The data below is to be repeated in full, exactly as shown.

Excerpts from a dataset
▼
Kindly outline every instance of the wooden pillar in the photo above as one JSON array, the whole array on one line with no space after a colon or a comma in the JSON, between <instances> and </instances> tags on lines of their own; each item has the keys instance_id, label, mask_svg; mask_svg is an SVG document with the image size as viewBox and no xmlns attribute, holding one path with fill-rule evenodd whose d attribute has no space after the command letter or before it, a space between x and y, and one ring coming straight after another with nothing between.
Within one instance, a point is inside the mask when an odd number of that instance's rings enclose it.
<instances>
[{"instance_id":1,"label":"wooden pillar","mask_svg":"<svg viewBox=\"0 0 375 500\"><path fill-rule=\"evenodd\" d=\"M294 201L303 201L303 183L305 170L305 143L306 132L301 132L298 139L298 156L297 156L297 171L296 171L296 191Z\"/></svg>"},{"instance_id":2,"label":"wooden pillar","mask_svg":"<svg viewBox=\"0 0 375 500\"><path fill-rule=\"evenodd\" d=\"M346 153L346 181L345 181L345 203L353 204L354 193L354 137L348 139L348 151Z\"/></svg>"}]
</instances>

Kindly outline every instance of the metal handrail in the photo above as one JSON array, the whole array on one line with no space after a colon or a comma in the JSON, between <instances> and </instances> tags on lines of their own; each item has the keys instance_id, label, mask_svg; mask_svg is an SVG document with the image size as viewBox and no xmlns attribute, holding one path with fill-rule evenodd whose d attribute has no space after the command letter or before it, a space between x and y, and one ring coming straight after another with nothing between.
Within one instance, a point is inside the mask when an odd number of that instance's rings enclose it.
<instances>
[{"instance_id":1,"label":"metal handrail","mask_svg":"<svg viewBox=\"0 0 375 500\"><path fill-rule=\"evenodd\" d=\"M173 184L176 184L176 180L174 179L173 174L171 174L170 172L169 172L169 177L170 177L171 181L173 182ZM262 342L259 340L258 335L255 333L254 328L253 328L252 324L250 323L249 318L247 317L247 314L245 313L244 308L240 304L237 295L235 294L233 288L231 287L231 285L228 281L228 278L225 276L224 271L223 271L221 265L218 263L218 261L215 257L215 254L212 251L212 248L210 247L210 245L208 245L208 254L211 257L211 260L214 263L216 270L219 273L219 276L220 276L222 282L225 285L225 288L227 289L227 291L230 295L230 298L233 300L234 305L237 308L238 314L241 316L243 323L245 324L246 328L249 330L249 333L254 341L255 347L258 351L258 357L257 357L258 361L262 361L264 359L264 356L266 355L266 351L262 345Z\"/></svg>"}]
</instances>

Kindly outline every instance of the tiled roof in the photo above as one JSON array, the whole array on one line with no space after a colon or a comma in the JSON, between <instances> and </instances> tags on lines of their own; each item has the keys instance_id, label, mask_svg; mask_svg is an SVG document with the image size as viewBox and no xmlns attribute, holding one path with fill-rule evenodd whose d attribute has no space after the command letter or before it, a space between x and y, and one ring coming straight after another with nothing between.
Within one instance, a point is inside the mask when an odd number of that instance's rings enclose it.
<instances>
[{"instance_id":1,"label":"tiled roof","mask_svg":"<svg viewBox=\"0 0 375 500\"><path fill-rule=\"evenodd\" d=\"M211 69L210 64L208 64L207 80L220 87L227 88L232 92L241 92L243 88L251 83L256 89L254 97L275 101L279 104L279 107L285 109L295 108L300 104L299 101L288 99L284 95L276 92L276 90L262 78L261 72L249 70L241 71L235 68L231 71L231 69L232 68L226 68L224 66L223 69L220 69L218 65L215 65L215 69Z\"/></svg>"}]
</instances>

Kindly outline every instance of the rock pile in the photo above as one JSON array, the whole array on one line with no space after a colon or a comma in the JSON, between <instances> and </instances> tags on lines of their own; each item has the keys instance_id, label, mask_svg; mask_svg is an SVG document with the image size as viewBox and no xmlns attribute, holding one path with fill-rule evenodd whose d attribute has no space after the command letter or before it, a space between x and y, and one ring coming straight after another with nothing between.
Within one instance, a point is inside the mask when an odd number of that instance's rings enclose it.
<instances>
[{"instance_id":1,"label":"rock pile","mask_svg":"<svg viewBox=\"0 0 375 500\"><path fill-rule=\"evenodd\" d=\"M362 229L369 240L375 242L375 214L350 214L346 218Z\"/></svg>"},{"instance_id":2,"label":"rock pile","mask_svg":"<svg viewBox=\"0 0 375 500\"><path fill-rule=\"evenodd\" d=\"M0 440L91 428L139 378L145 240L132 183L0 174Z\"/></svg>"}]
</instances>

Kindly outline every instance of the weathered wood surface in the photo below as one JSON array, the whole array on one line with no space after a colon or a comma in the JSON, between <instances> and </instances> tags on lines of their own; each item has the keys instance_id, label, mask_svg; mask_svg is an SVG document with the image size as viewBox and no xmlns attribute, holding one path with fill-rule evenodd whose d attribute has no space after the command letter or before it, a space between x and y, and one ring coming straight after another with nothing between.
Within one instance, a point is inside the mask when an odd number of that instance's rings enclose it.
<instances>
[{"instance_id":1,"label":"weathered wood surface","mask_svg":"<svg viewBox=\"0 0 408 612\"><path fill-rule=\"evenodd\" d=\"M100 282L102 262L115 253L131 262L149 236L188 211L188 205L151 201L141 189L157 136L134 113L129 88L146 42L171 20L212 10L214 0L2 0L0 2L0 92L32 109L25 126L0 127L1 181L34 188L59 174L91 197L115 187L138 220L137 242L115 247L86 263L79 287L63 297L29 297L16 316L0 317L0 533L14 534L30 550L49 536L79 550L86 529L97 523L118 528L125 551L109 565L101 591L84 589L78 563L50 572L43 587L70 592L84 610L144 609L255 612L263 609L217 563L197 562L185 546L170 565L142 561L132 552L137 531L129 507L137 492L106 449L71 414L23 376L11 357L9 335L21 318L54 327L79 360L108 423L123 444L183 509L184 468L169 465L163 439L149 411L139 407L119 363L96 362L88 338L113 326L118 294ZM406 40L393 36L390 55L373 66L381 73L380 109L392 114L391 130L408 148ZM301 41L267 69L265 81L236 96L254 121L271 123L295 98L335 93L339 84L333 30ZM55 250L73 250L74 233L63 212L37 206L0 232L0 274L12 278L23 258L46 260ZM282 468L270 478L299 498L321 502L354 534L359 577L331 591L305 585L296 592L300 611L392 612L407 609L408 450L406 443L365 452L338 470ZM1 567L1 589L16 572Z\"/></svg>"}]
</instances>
▲
PROBLEM SOLUTION
Kindly outline every instance of the wooden pillar in the photo above as one JSON array, the whole array on one line with no space after a colon or a comma in the JSON, between <instances> and </instances> tags on lines of their own; each item has the keys instance_id, label, mask_svg; mask_svg is an SVG document with the image size as viewBox and no xmlns attribute, holding one path with fill-rule evenodd whose d attribute has no space after the command letter or before it, a space between x and y, and one ring coming straight after another with nothing between.
Within one instance, a point is inside the mask when an odd number of that instance's rings enclose it.
<instances>
[{"instance_id":1,"label":"wooden pillar","mask_svg":"<svg viewBox=\"0 0 375 500\"><path fill-rule=\"evenodd\" d=\"M294 201L303 201L303 183L305 170L305 143L306 132L301 132L298 139L298 156L297 156L297 171L296 171L296 191Z\"/></svg>"},{"instance_id":2,"label":"wooden pillar","mask_svg":"<svg viewBox=\"0 0 375 500\"><path fill-rule=\"evenodd\" d=\"M346 153L346 181L345 181L345 203L353 204L354 193L354 137L348 139L348 151Z\"/></svg>"}]
</instances>

Kindly outline every instance of the metal handrail in the photo above as one JSON array, the whole array on one line with no space after a colon or a comma in the JSON, between <instances> and </instances> tags on lines of their own; each item has the keys instance_id, label, mask_svg; mask_svg is an SVG document with the image size as viewBox and no xmlns attribute, holding one path with fill-rule evenodd whose d attribute has no space after the command letter or before it, a space between x and y, and one ring coming straight after another with nothing between.
Within one instance, a point is inside the mask when an odd number of that instance's rings enclose it.
<instances>
[{"instance_id":1,"label":"metal handrail","mask_svg":"<svg viewBox=\"0 0 375 500\"><path fill-rule=\"evenodd\" d=\"M173 184L176 184L176 180L174 179L173 174L171 174L170 172L169 172L169 177L170 177L171 181L173 182ZM262 342L259 340L258 335L255 333L254 328L253 328L252 324L250 323L249 318L247 317L247 314L245 313L244 308L240 304L237 295L235 294L233 288L231 287L231 285L228 281L228 278L225 276L224 271L223 271L221 265L218 263L218 261L215 257L215 254L212 251L212 248L210 247L210 245L208 245L208 254L211 257L211 260L214 263L216 270L219 273L219 276L220 276L222 282L225 285L225 288L227 289L227 291L230 295L230 298L233 300L234 305L237 308L238 314L241 316L243 323L245 324L246 328L249 330L249 333L254 341L255 347L258 351L258 357L257 357L258 361L262 361L264 359L264 356L266 355L266 351L262 345Z\"/></svg>"}]
</instances>

Kindly outline every instance of the tiled roof in the photo above as one JSON array, the whole array on one line with no space after a colon or a comma in the JSON, between <instances> and </instances> tags on lines of their own; each item has the keys instance_id, label, mask_svg; mask_svg is an SVG document with the image size as viewBox and no xmlns attribute, holding one path with fill-rule evenodd whose d attribute has no space after the command letter or before it, a space between x and y, and one ring coming straight after another with nothing between.
Within one instance, a point is inside the mask when an odd number of that instance's rings enclose it.
<instances>
[{"instance_id":1,"label":"tiled roof","mask_svg":"<svg viewBox=\"0 0 375 500\"><path fill-rule=\"evenodd\" d=\"M211 69L210 64L208 64L207 80L220 87L227 88L232 92L241 92L243 88L251 83L256 89L254 97L275 101L279 104L279 107L285 109L295 108L300 104L299 101L288 99L284 95L276 92L276 90L262 78L261 72L249 70L241 71L235 68L231 71L231 69L232 68L226 68L224 66L223 69L220 69L218 65L215 65L215 69Z\"/></svg>"}]
</instances>

Kindly outline every instance of the rock pile in the photo above as one JSON array, the whole array on one line with no space after a colon or a comma in the JSON, between <instances> and </instances> tags on lines of their own; each item has the keys instance_id, label, mask_svg; mask_svg is an SVG document with the image size as viewBox and no xmlns attribute, holding one path with fill-rule evenodd whose d attribute has no space after the command letter or before it, a space between x and y, and one ring coming straight after another with nothing between.
Within one instance, a point is inside the mask when an odd number of that instance's rings enclose it.
<instances>
[{"instance_id":1,"label":"rock pile","mask_svg":"<svg viewBox=\"0 0 375 500\"><path fill-rule=\"evenodd\" d=\"M362 229L369 240L375 242L375 214L350 214L346 218Z\"/></svg>"},{"instance_id":2,"label":"rock pile","mask_svg":"<svg viewBox=\"0 0 375 500\"><path fill-rule=\"evenodd\" d=\"M0 440L91 428L139 378L145 240L132 183L0 174Z\"/></svg>"}]
</instances>

Kindly outline every instance of the weathered wood surface in the photo below as one JSON array, the whole array on one line with no space after a colon or a comma in the JSON, between <instances> and </instances> tags on lines of their own; each item has the keys instance_id, label, mask_svg; mask_svg is an SVG document with the image size as viewBox and no xmlns attribute, holding one path with fill-rule evenodd whose d attribute has no space after the command letter or before it, a space between x and y, and one ring coming straight after another with nothing between.
Within one instance, a point is inside the mask when an odd number of that instance's rings enclose it.
<instances>
[{"instance_id":1,"label":"weathered wood surface","mask_svg":"<svg viewBox=\"0 0 408 612\"><path fill-rule=\"evenodd\" d=\"M100 282L102 262L115 253L131 262L149 236L188 211L188 205L151 201L141 189L157 136L134 113L129 88L146 42L171 20L212 10L214 0L2 0L0 2L0 92L32 109L25 126L0 127L1 181L34 188L59 174L91 197L115 187L138 220L137 242L115 247L86 263L79 287L63 297L29 297L16 316L0 317L0 533L14 534L30 550L49 536L79 550L86 529L97 523L118 528L125 551L109 565L101 591L84 589L78 563L50 572L43 587L70 592L84 610L144 609L255 612L263 609L217 563L197 562L185 546L170 565L142 561L132 552L137 531L129 507L137 492L106 449L71 414L23 376L11 357L9 335L21 318L54 327L79 360L108 423L123 444L183 509L184 468L169 465L163 439L149 411L139 407L119 363L96 362L88 338L113 326L118 294ZM406 40L393 36L390 55L373 66L381 73L380 109L392 114L391 130L408 148ZM301 41L267 69L265 81L236 96L254 121L271 123L295 98L335 93L339 84L333 30ZM55 250L73 250L74 233L63 212L37 206L0 232L0 274L12 278L23 258L46 260ZM282 468L270 478L299 498L321 502L354 534L359 577L331 591L305 585L296 592L300 611L392 612L407 609L408 450L406 443L365 452L338 470ZM1 567L1 589L16 572Z\"/></svg>"}]
</instances>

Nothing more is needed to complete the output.